Exercise set
• a. Please answer these questions about the testpmd patch email below, one line each:
(i) On what date was the message sent?
(ii) Which mailing list address appears in the Cc line?
(iii) With the default setting, how many packets make up half a burst?
• b. Print the part of the testpmd patch email below starting at "From: Anthony Harivel" and ending at "Message-ID: <20230316151438.186241-2-aharivel@redhat.com> (raw)".

Excerpted text
^^^^^^^^^^^^^^^^
From: Anthony Harivel <aharivel@redhat.com>
To: Aman Singh <aman.deep.singh@intel.com>,
Yuying Zhang <yuying.zhang@intel.com>
Cc: dev@dpdk.org, rjarry@redhat.com, david.marchand@redhat.com,
ktraynor@redhat.com, Anthony Harivel <aharivel@redhat.com>
Subject: [PATCH 2/2] app/testpmd: add testpmd based sleeping
Date: Thu, 16 Mar 2023 16:14:38 +0100 [thread overview]
Message-ID: <20230316151438.186241-2-aharivel@redhat.com> (raw)
In-Reply-To: <20230316151438.186241-1-aharivel@redhat.com>
Sleep for an incremental amount of time if the fwd engine has processed
less than at least half a burst of packets (i.e 16pkts with default
setting) on a polling iteration of testpmd.
^^^^^^^^^^^^^^^^
Available data
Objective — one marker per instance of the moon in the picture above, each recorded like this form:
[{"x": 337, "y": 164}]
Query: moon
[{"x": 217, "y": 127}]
^^^^^^^^^^^^^^^^
Answers to each task
• a.
(i) Thursday, 16 March 2023
(ii) dev@dpdk.org
(iii) 16 packets

• b.
From: Anthony Harivel <aharivel@redhat.com>
To: Aman Singh <aman.deep.singh@intel.com>,
Yuying Zhang <yuying.zhang@intel.com>
Cc: dev@dpdk.org, rjarry@redhat.com, david.marchand@redhat.com,
ktraynor@redhat.com, Anthony Harivel <aharivel@redhat.com>
Subject: [PATCH 2/2] app/testpmd: add testpmd based sleeping
Date: Thu, 16 Mar 2023 16:14:38 +0100 [thread overview]
Message-ID: <20230316151438.186241-2-aharivel@redhat.com> (raw)